▶ THE PROBLEM
Reproduce the data from the line containing "of the flower" through the end of the data, inclusive, replacing every "keypoint" with "marker" and leaving everything else unchanged.

(Rows from a pointing dataset)
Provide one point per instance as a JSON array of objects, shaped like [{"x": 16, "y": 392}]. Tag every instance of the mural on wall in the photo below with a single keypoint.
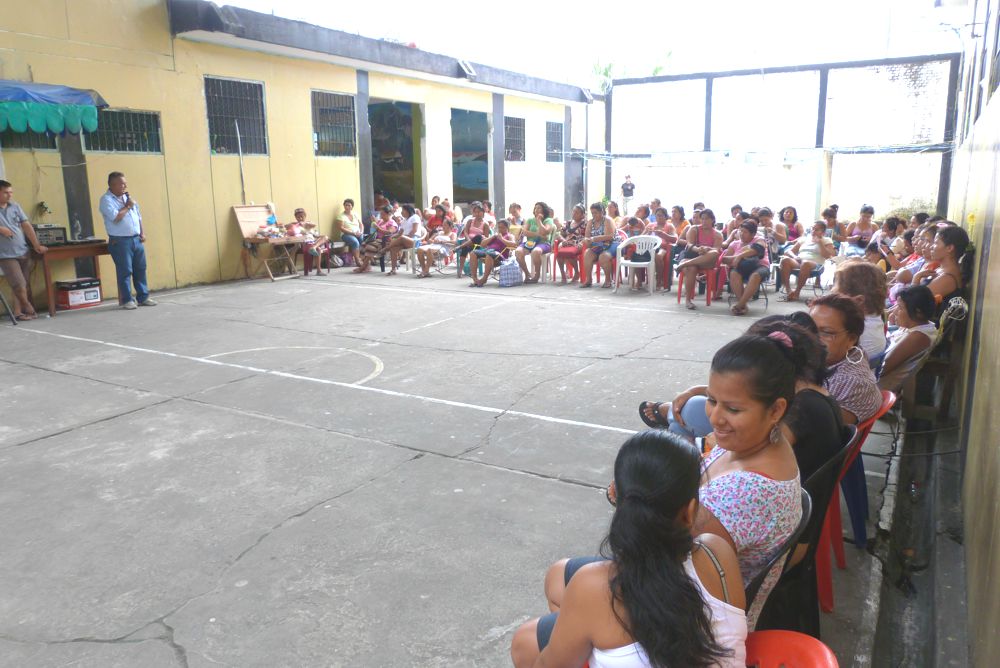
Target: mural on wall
[
  {"x": 469, "y": 155},
  {"x": 392, "y": 149}
]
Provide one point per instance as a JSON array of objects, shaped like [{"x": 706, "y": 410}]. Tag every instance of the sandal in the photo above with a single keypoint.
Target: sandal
[{"x": 657, "y": 422}]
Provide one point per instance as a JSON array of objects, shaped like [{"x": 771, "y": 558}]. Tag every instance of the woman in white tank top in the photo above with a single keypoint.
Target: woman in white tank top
[{"x": 660, "y": 598}]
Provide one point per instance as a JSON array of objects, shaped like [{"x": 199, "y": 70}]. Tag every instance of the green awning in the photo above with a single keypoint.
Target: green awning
[
  {"x": 51, "y": 108},
  {"x": 42, "y": 117}
]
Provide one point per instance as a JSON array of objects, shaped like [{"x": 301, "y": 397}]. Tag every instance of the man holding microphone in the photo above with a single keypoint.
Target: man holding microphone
[{"x": 124, "y": 227}]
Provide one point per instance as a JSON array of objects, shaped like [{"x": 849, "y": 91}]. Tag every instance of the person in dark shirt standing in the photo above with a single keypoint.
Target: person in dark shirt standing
[{"x": 628, "y": 190}]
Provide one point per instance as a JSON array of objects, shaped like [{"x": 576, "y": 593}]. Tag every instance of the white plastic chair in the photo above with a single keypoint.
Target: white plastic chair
[{"x": 645, "y": 243}]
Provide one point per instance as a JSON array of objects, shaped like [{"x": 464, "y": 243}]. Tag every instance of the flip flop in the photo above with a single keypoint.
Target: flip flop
[{"x": 659, "y": 422}]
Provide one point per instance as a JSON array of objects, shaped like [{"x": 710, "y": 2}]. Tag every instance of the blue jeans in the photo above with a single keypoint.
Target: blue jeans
[
  {"x": 130, "y": 263},
  {"x": 694, "y": 416}
]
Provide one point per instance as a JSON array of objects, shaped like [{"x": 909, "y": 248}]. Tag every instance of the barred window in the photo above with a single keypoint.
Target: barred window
[
  {"x": 126, "y": 131},
  {"x": 513, "y": 139},
  {"x": 230, "y": 102},
  {"x": 10, "y": 140},
  {"x": 333, "y": 124},
  {"x": 553, "y": 142}
]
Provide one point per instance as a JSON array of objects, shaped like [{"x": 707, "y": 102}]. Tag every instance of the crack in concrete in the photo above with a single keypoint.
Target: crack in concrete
[
  {"x": 166, "y": 636},
  {"x": 84, "y": 425}
]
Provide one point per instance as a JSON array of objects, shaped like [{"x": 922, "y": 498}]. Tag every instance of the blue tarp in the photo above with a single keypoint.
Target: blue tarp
[
  {"x": 24, "y": 91},
  {"x": 48, "y": 108}
]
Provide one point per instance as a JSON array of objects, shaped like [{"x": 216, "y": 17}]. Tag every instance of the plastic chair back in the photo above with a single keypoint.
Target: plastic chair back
[
  {"x": 787, "y": 649},
  {"x": 794, "y": 602},
  {"x": 782, "y": 553}
]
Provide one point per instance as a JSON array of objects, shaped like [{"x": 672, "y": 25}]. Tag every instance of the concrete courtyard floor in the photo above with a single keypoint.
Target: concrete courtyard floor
[{"x": 330, "y": 471}]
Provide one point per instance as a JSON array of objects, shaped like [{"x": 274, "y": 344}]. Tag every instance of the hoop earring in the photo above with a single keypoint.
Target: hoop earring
[{"x": 861, "y": 355}]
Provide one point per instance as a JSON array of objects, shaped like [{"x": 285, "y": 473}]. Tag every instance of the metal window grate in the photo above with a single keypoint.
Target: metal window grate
[
  {"x": 334, "y": 131},
  {"x": 125, "y": 131},
  {"x": 10, "y": 140},
  {"x": 229, "y": 102},
  {"x": 553, "y": 142},
  {"x": 513, "y": 139}
]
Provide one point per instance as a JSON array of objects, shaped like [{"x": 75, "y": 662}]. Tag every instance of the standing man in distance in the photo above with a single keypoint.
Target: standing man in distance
[
  {"x": 124, "y": 226},
  {"x": 15, "y": 235},
  {"x": 628, "y": 189}
]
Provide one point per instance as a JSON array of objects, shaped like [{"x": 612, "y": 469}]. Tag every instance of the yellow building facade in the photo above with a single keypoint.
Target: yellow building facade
[{"x": 134, "y": 54}]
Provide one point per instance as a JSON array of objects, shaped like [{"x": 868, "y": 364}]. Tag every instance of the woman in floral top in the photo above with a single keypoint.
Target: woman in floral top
[{"x": 570, "y": 239}]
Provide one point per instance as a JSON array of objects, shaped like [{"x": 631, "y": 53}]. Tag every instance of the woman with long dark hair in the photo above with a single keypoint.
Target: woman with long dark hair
[{"x": 659, "y": 597}]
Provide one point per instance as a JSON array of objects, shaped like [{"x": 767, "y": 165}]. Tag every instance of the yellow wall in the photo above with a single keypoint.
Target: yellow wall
[
  {"x": 535, "y": 179},
  {"x": 975, "y": 204},
  {"x": 124, "y": 50}
]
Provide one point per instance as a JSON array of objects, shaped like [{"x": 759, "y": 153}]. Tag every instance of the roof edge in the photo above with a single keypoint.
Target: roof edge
[{"x": 203, "y": 15}]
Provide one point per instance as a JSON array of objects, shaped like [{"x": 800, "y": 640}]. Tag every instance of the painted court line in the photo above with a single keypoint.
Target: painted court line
[
  {"x": 334, "y": 383},
  {"x": 376, "y": 361},
  {"x": 700, "y": 312}
]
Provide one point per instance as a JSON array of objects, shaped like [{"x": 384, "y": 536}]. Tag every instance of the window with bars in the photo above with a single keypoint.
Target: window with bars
[
  {"x": 230, "y": 103},
  {"x": 553, "y": 142},
  {"x": 10, "y": 140},
  {"x": 125, "y": 131},
  {"x": 513, "y": 139},
  {"x": 333, "y": 124}
]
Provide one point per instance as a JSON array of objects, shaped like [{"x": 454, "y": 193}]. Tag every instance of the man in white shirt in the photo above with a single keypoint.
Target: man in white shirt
[{"x": 123, "y": 223}]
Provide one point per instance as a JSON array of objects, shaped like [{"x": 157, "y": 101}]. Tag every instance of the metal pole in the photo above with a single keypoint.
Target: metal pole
[{"x": 239, "y": 149}]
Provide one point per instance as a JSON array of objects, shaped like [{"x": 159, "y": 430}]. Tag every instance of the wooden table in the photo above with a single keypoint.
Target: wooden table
[{"x": 69, "y": 252}]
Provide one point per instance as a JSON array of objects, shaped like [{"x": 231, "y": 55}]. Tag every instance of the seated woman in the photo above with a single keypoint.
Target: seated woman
[
  {"x": 351, "y": 230},
  {"x": 860, "y": 232},
  {"x": 313, "y": 243},
  {"x": 438, "y": 247},
  {"x": 474, "y": 230},
  {"x": 612, "y": 610},
  {"x": 865, "y": 283},
  {"x": 494, "y": 250},
  {"x": 923, "y": 240},
  {"x": 912, "y": 341},
  {"x": 600, "y": 242},
  {"x": 793, "y": 228},
  {"x": 954, "y": 269},
  {"x": 701, "y": 252},
  {"x": 804, "y": 256},
  {"x": 571, "y": 239},
  {"x": 663, "y": 228},
  {"x": 747, "y": 261},
  {"x": 409, "y": 235},
  {"x": 614, "y": 213},
  {"x": 810, "y": 417},
  {"x": 376, "y": 244},
  {"x": 836, "y": 229},
  {"x": 751, "y": 494},
  {"x": 849, "y": 379},
  {"x": 434, "y": 219},
  {"x": 875, "y": 255},
  {"x": 536, "y": 240}
]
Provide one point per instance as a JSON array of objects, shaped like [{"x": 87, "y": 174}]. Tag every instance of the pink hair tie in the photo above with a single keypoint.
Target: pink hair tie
[{"x": 781, "y": 338}]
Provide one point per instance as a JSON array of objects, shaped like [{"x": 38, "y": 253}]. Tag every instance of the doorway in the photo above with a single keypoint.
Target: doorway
[
  {"x": 397, "y": 167},
  {"x": 470, "y": 156}
]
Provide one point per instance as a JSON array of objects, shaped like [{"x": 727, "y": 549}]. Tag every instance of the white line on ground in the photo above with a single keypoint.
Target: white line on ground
[
  {"x": 441, "y": 322},
  {"x": 336, "y": 383},
  {"x": 379, "y": 367},
  {"x": 700, "y": 312}
]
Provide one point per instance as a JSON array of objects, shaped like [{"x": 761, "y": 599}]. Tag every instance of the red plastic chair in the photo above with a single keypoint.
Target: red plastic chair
[
  {"x": 710, "y": 284},
  {"x": 788, "y": 649},
  {"x": 833, "y": 533}
]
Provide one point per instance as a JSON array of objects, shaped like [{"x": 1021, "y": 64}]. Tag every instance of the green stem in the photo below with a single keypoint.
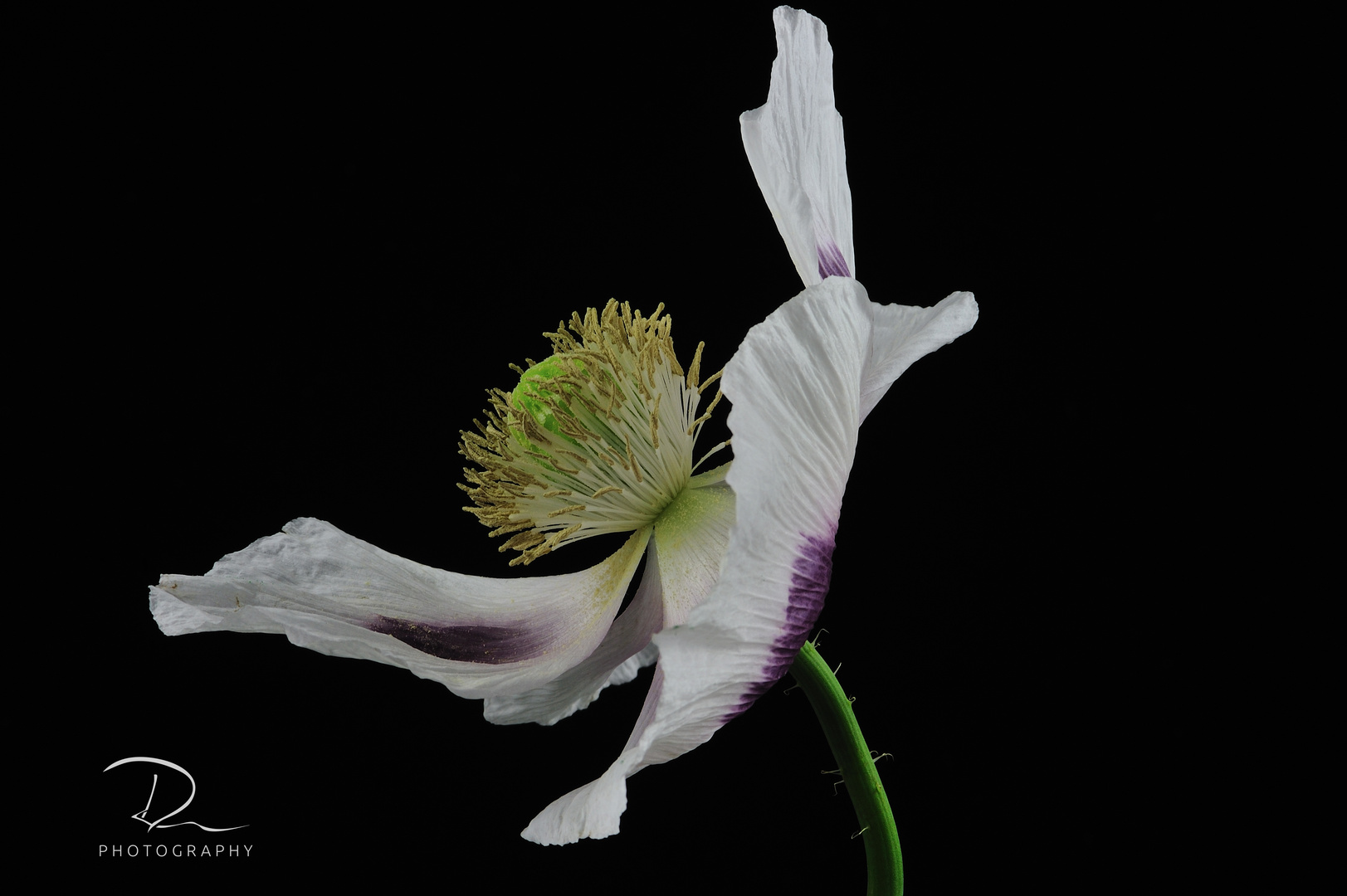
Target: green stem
[{"x": 862, "y": 782}]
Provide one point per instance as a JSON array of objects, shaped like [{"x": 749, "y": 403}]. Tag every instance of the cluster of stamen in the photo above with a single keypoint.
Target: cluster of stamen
[{"x": 597, "y": 438}]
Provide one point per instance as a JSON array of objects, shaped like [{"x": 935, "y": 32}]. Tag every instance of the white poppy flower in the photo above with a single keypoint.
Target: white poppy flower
[{"x": 598, "y": 438}]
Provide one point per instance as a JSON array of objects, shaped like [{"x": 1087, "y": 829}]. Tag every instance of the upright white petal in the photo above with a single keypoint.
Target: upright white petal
[
  {"x": 798, "y": 153},
  {"x": 798, "y": 386},
  {"x": 341, "y": 596}
]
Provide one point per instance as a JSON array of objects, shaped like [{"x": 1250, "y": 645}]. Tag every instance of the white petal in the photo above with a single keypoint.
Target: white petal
[
  {"x": 903, "y": 333},
  {"x": 339, "y": 595},
  {"x": 797, "y": 384},
  {"x": 798, "y": 153},
  {"x": 681, "y": 567}
]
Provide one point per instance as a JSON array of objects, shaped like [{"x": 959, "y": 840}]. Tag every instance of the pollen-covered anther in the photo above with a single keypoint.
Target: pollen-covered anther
[{"x": 611, "y": 414}]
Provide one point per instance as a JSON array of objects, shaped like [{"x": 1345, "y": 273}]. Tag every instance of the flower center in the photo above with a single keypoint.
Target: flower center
[{"x": 597, "y": 438}]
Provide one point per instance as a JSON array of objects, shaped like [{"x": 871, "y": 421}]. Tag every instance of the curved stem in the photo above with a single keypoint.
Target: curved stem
[{"x": 830, "y": 704}]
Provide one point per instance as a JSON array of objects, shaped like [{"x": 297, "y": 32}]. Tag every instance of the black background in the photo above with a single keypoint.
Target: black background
[{"x": 303, "y": 248}]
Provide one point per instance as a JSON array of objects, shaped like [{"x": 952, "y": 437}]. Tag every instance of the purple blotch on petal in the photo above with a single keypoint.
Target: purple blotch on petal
[
  {"x": 490, "y": 645},
  {"x": 830, "y": 261},
  {"x": 810, "y": 577}
]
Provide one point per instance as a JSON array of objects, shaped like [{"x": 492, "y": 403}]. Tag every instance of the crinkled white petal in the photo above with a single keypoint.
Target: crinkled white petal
[
  {"x": 798, "y": 386},
  {"x": 798, "y": 153},
  {"x": 681, "y": 567},
  {"x": 339, "y": 595}
]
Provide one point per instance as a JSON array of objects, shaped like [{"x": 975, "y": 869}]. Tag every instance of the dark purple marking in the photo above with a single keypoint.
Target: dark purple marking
[
  {"x": 830, "y": 261},
  {"x": 490, "y": 645},
  {"x": 810, "y": 578}
]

▶ EXPECTED ANSWER
Provide one point per instance as a JSON array of objects, shaped like [{"x": 1345, "y": 273}]. Tag every instance of the flower center in the photo above with a single marker.
Target: flower center
[{"x": 597, "y": 438}]
Provide one point per instance as a JSON array of objects, shaped like [{"x": 871, "y": 421}]. Tag every instance of the curved stem in the photo above with a single marker.
Target: curved stem
[{"x": 830, "y": 704}]
Provide one point per instance as a JSON array of objects, shaped like [{"x": 297, "y": 32}]. Tag every instance of the black background in the photo above with a single marker.
Target: black background
[{"x": 303, "y": 248}]
Provide one point per instance as a JSON array of objects, shaped like [{"x": 952, "y": 437}]. Tag every instance of the purple blotch on petal in the photo above with a single marker.
Target: purple blotch on petal
[
  {"x": 490, "y": 645},
  {"x": 830, "y": 261},
  {"x": 810, "y": 577}
]
Provide one point per instance as a JSON array of objects, shaped like [{"x": 492, "y": 403}]. Tag every instance of the crinkled white petal in the photo above with a single marker.
Target: crinkled white petal
[
  {"x": 798, "y": 386},
  {"x": 798, "y": 153},
  {"x": 681, "y": 567},
  {"x": 339, "y": 595}
]
Provide one point per instance as a JSON array of objects, shaped like [{"x": 975, "y": 869}]. Tag every instance of the dark purple marking in the photo above with a single marker.
Target: dark purple marking
[
  {"x": 830, "y": 261},
  {"x": 490, "y": 645},
  {"x": 810, "y": 578}
]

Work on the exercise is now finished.